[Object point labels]
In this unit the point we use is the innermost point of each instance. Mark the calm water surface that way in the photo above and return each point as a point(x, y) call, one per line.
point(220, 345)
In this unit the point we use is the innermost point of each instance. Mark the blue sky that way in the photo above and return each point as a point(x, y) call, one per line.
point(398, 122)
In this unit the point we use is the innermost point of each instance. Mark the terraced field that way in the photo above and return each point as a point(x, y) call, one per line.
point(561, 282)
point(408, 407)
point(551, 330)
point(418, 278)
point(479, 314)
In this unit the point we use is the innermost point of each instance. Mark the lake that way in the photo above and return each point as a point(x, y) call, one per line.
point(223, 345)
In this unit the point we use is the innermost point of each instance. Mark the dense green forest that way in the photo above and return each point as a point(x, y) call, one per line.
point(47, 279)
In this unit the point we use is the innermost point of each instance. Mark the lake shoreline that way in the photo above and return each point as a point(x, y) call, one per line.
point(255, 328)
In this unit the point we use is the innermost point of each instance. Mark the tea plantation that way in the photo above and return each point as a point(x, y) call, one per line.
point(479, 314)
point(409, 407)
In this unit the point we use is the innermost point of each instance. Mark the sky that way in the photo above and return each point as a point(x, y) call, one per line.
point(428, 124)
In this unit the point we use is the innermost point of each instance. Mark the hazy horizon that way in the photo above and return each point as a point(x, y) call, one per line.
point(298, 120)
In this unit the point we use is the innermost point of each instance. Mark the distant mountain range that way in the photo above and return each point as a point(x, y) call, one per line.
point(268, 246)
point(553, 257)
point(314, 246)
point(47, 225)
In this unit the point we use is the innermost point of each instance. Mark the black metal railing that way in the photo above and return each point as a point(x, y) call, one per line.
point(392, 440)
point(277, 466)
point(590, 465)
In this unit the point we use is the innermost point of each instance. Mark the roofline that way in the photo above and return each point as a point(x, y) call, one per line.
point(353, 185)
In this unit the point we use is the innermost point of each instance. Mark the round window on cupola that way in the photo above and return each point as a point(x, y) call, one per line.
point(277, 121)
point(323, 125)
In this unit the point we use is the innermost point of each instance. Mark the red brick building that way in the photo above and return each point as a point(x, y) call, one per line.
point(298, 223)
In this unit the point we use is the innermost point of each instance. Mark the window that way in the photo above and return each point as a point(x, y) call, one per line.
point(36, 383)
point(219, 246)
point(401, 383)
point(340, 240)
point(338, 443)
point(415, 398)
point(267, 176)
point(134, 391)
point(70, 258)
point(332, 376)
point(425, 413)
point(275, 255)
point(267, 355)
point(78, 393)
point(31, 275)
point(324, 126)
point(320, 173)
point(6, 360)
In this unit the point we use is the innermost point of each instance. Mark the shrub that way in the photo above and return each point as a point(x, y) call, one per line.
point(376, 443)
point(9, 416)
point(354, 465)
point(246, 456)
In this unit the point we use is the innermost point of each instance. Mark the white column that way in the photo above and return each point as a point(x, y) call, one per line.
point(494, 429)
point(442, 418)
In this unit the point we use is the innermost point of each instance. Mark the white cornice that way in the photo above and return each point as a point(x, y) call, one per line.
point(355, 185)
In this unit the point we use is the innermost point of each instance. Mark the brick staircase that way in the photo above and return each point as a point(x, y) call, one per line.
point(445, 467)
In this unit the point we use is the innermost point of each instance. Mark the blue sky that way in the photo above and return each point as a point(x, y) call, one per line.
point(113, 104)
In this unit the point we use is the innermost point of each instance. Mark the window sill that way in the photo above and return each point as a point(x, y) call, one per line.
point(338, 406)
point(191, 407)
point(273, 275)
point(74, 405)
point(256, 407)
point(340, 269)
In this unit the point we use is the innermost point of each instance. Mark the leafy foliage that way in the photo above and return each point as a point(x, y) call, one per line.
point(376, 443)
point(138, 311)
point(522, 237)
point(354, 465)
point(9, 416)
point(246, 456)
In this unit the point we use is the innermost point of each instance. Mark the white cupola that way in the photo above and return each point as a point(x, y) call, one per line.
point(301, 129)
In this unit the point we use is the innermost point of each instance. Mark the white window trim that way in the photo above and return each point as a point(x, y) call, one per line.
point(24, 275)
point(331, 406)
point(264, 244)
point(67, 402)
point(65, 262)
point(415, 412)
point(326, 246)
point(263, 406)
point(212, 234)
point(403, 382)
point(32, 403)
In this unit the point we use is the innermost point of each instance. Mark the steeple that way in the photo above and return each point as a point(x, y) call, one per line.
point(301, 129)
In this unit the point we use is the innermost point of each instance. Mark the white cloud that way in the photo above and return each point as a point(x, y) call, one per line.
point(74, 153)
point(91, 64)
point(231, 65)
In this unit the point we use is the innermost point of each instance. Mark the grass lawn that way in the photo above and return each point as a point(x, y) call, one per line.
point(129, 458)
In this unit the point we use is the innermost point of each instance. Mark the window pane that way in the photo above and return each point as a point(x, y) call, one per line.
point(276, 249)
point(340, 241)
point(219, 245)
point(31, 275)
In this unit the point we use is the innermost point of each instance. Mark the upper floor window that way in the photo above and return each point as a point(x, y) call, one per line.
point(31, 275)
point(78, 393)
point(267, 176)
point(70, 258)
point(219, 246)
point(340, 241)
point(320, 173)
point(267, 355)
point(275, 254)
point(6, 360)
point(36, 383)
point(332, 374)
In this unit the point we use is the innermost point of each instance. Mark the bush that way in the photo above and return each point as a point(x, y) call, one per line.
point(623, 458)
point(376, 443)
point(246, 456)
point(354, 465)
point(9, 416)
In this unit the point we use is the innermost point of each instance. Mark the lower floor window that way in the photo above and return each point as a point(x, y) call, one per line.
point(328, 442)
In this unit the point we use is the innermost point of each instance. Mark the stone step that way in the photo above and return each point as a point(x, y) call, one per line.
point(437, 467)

==

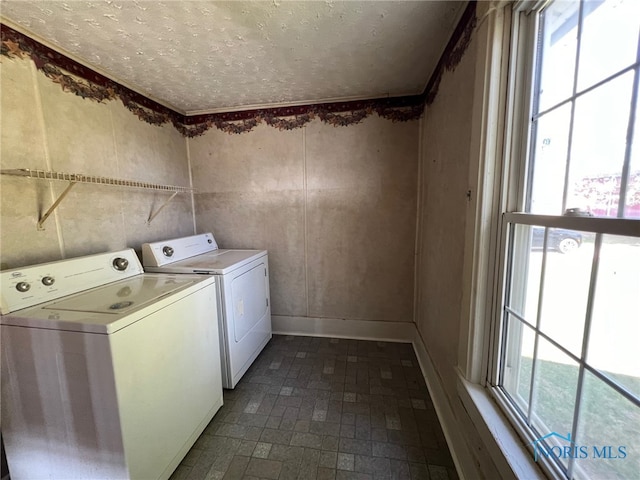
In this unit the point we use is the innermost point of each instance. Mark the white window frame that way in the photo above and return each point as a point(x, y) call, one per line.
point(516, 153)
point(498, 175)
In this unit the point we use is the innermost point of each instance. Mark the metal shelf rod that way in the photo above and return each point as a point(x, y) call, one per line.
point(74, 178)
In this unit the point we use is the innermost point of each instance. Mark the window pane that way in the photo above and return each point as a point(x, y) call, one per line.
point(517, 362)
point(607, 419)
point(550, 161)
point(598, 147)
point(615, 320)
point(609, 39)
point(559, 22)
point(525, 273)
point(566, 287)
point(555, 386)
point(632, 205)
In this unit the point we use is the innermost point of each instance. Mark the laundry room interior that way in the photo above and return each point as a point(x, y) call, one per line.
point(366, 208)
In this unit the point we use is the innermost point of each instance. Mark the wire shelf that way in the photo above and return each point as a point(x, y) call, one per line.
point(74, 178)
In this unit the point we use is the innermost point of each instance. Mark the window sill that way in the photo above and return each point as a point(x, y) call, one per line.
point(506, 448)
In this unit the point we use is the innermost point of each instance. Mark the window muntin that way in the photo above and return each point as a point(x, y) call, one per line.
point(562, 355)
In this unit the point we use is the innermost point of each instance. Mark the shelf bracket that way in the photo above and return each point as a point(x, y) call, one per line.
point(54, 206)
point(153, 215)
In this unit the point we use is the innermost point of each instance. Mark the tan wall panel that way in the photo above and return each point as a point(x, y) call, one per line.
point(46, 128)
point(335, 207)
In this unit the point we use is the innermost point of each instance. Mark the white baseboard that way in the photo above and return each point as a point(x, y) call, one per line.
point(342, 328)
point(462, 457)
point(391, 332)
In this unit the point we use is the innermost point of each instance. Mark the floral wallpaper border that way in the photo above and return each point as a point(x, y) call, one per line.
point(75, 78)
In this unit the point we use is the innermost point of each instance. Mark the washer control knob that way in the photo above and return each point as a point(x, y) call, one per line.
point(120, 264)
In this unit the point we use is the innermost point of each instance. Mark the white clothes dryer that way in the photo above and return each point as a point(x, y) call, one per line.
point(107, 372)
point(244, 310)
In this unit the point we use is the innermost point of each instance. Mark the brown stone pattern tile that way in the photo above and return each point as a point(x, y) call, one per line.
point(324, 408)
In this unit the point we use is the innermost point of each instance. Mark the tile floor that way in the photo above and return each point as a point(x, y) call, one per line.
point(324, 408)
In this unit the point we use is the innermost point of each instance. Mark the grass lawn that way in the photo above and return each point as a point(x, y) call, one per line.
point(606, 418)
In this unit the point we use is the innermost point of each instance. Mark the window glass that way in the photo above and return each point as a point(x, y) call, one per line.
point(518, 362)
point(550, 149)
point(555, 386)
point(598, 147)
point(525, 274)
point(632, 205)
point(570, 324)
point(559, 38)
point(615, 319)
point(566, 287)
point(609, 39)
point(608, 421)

...

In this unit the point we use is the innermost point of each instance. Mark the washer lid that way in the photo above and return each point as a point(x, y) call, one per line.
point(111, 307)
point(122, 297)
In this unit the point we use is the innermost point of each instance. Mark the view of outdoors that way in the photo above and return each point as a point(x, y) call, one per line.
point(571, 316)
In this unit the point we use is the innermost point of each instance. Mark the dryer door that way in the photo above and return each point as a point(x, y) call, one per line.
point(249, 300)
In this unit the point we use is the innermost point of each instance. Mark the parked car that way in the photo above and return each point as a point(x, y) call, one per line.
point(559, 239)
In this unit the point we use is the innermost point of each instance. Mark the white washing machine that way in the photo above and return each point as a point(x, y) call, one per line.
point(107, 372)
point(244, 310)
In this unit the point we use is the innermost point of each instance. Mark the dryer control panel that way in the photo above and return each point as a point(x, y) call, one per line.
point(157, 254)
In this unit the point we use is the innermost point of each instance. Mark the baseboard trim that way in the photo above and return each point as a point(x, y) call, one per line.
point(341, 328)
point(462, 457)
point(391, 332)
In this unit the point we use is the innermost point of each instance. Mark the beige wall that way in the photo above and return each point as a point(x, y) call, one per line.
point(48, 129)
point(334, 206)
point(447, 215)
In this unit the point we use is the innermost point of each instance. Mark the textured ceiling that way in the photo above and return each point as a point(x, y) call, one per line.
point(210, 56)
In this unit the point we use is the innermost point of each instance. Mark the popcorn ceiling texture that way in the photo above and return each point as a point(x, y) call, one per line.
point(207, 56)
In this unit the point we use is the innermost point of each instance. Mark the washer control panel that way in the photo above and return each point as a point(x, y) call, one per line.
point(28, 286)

Goal of the exercise —
Reproduce the material starting at the line that contains "the white cloud" and ending at the line that contains "point(129, 458)", swapping "innermost" for "central" wherever it occurs and leaving everything else unchanged.

Exercise answer —
In this unit the point we use is the central point of each instance. Mark the white cloud that way in the photo above and return each point as a point(x, y) call, one per line.
point(74, 153)
point(91, 64)
point(231, 65)
In this unit the point we use is the central point of each instance. Mark the grass lawn that way in the photo above and return each point as a point(x, y) call, one per line.
point(129, 458)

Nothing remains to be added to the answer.